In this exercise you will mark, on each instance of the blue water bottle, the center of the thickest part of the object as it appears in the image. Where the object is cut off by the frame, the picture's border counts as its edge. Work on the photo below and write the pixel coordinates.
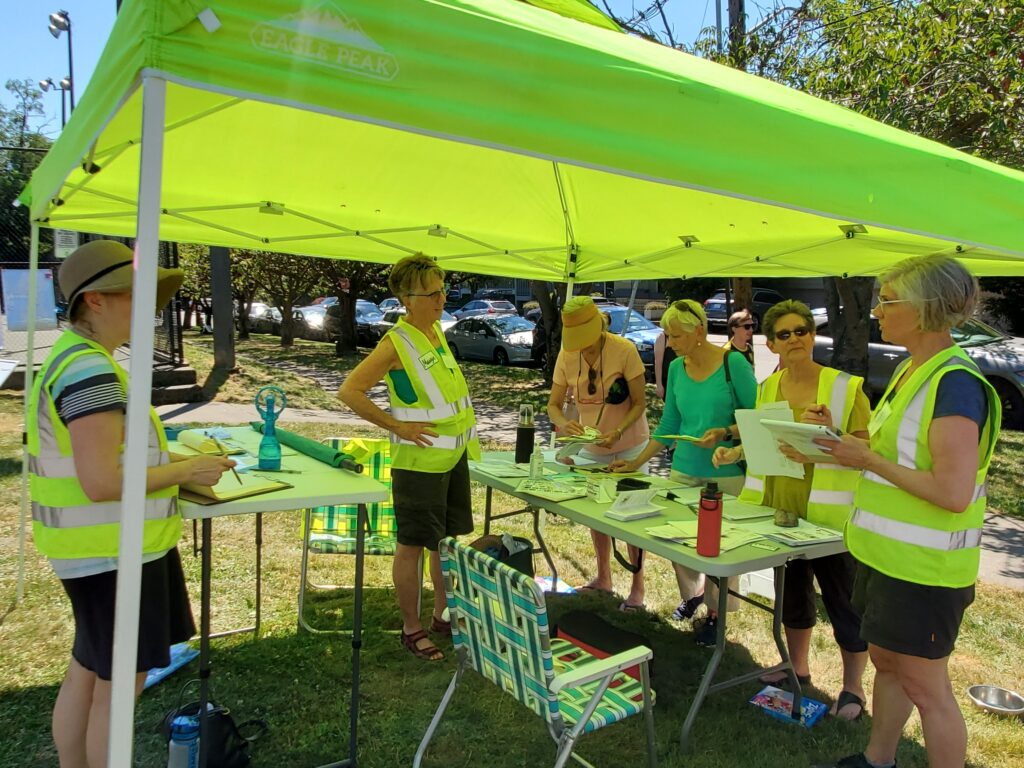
(269, 402)
(182, 750)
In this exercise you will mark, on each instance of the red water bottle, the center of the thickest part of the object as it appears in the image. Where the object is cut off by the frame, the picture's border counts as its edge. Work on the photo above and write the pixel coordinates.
(710, 521)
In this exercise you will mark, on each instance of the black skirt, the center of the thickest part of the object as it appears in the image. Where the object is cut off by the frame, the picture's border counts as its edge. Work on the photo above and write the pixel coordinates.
(165, 616)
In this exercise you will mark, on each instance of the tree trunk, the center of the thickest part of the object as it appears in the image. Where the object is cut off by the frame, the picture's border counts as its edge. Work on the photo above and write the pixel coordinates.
(851, 326)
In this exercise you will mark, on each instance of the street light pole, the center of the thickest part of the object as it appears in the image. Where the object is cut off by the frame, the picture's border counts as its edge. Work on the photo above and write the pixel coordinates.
(60, 22)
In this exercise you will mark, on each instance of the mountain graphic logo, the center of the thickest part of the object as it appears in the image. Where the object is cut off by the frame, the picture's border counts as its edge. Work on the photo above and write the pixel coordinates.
(323, 34)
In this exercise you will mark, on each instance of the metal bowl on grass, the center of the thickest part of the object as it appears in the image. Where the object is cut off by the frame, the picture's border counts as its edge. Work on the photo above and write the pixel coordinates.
(995, 699)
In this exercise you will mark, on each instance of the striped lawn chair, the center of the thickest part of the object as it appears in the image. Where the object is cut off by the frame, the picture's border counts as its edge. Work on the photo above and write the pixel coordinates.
(331, 529)
(500, 629)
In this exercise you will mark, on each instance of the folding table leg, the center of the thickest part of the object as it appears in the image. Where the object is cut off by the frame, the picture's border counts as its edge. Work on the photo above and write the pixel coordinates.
(716, 658)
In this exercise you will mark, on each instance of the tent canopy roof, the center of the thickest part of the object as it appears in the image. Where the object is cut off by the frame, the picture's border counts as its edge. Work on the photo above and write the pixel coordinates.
(501, 138)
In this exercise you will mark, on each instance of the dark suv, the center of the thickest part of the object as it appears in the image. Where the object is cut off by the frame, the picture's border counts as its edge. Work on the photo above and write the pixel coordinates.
(764, 299)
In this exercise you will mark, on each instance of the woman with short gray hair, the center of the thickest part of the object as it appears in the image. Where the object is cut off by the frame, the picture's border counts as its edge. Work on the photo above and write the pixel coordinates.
(919, 508)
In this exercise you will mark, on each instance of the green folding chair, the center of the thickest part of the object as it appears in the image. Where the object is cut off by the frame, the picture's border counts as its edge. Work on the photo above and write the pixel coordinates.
(500, 629)
(331, 529)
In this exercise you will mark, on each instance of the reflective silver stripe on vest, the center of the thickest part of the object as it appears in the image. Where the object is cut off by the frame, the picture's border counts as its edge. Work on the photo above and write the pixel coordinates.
(426, 378)
(450, 442)
(844, 498)
(916, 535)
(431, 414)
(837, 399)
(97, 514)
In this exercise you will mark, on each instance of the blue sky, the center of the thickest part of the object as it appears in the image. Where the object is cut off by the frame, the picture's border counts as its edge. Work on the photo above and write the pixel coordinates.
(28, 50)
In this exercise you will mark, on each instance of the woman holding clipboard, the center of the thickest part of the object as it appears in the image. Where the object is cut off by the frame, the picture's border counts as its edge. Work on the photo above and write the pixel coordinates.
(824, 496)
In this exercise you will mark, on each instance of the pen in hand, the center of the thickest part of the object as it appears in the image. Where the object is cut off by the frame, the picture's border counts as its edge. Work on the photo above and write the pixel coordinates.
(223, 453)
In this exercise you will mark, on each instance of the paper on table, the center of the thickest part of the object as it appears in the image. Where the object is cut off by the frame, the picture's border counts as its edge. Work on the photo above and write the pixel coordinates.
(760, 448)
(802, 436)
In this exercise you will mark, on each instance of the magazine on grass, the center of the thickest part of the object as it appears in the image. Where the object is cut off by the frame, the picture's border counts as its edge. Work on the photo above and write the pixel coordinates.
(778, 704)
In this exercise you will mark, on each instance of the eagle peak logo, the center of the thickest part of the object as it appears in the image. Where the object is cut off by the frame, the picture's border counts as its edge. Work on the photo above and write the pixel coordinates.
(323, 34)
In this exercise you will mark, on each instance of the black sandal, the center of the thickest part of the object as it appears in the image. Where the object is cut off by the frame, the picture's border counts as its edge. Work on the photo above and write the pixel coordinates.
(428, 652)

* [EXERCISE PROMPT] Put each line of the items above into a JSON list of strings, one string per line, with blank lines skipped. Leave out the pictures.

* [FINAL ANSWER]
[
  "In this exercise you will mark, on each instance of the blue water bottle, the center of the thickest part of the object as it appears in the image. Where the object is cut off by the frame, the picture's border counts as its edge. Work on the photo below and write the pixel coordinates.",
  "(269, 402)",
  "(182, 750)",
  "In this exercise you will mark, on each instance of the red water bottle, the center of the thickest part of the object as it appears in the image. Where the object is cut off by the frame, the picture's border counts as its edge. Work on the photo above and write the pixel coordinates.",
  "(710, 521)",
  "In this exercise you will mark, on each instance of the black skirt, the center of the thickest part of the object as it appears in the image. Where the object is cut off by the frame, the picture's border counts as its edge. Work on the photo above and write the pixel coordinates.",
  "(165, 616)",
  "In this exercise you will mark, on each instance of the tree trunk, the center of the thickest part of the object as it appears in the image. Where the object is cut off by the frame, the picture's border counts as its edge. Work on the photo above and write the pixel coordinates.",
  "(851, 326)",
  "In this exercise you will mark, on each instance of the street light pole, the center of the thickest part of the object as it appears in the image. Where the object is cut off by the frame, the picture's border counts as its edge. Work on the photo above and write the pixel coordinates.",
  "(60, 22)",
  "In this exercise you will mark, on each instance of the mountain graphic logo, the center of the thickest part of the object as it appears in the image. Where the object is cut off by the frame, the picture's border counts as its edge. Work on the photo above and write the pixel coordinates.",
  "(323, 34)",
  "In this exercise you will mark, on each instance of the metal bowl on grass, the center of the thickest part of the object as it appears in the image. Where the object is cut off by the frame, the picture's border counts as its edge. Work on the photo above and write the pixel coordinates.",
  "(995, 699)",
  "In this exercise you will mark, on each instance of the striped lawn chair, the center of the thickest part of the object as it appears in the image. Where the object is cut off by the frame, the picture's border counts as its edge. Work on the photo above and write the pixel coordinates.",
  "(331, 529)",
  "(500, 629)",
  "In this exercise you will mark, on each instance of the folding table leg, the center of the thickest part of the object as it appears in the image. Where the object is cut off by the frame, the picture's border counts as its edge. Work on the photo above and write the pixel coordinates.",
  "(716, 658)",
  "In this exercise you will mark, on each instance of the tent canopy roof, the center of the thickest part of the object as it appears in the image. Where the object is cut off by the frame, the picture's border counts as its edge. Work on the photo above and write the pixel coordinates.",
  "(501, 138)",
  "In this exercise you will mark, on each instance of the dark suv, the center of the thickest part of the object as it appears in the image. Where the object is cut off by the frame, the picture's border counts as its edge. Work on the photo above and write the pixel coordinates.",
  "(764, 299)",
  "In this exercise you will mark, on each instance of the woman with short gray hair, the center of the thickest part of the object as it appears in the image. Where the object is cut off by the frame, the picture's border counts as its edge. Work on the photo above and write the pixel coordinates.",
  "(919, 508)",
  "In this exercise you will mark, on each instance of the green folding chair, the center of the thickest part of the object as it appears in the image. Where the object is cut off by the frame, the picture's border counts as its edge. Work on the photo above and write the pixel coordinates.",
  "(500, 629)",
  "(331, 529)",
  "In this exercise you will mark, on each instance of the reflective silver stripe on vest, the center of the thickest part of the object as it appears in the image. Where the object is cut off by the frame, the picture's border counts as its edge. Work on the photo above and write the pixel coordinates.",
  "(426, 378)",
  "(450, 442)",
  "(844, 498)",
  "(916, 535)",
  "(431, 414)",
  "(837, 399)",
  "(97, 514)",
  "In this exercise you will mark, on each instance of the blue sky, the center of the thickest part of the object as it appears in the image. Where the object is cut off by the frame, the picture's border counts as its edge. Work on the photo above and write the pixel coordinates.",
  "(28, 50)",
  "In this exercise you will mark, on each instance of the woman holding clipboard, the center of the thickest part of the object as it appears in the image. Where the object is cut off by the frame, the picture's border counts as its edge. Work on the photo above and write the pixel coordinates.",
  "(824, 496)",
  "In this exercise you will mark, on each instance of the pen in hand, the center of the thickest part of the object as it appears in the image. Where the object is cut off by the frame, the picture's border counts as its edge. Work on the photo above and write the pixel coordinates.",
  "(223, 453)",
  "In this exercise you will mark, on each instance of the paper on table, the center of the thickest part of the object as it appears in the image. Where the object is cut off by the frame, the picture's border counts as its edge. Work on the photo above and write the pixel coordinates.",
  "(760, 448)",
  "(802, 436)",
  "In this exercise you will mark, on each instance of the magazine on grass, the center of the thickest part of the object as it appears in the image. Where the object is cut off by the frame, the picture's border counts as its edge. Work on the photo above and write the pixel coordinates.",
  "(778, 704)",
  "In this exercise you will mark, on each instance of the eagle peak logo, the center of the thickest part of the object as it appears in the image. Where the object is cut off by the frame, the picture's border counts as its edge. Work on the photo above and write the pixel coordinates.",
  "(323, 34)",
  "In this exercise you will mark, on each instance of the black sandal, the center of the thickest part of the object as it appears in the image. Where the object is cut off by the frame, the picture's border counts as its edge. Work on the photo above and write the pixel coordinates.",
  "(428, 652)"
]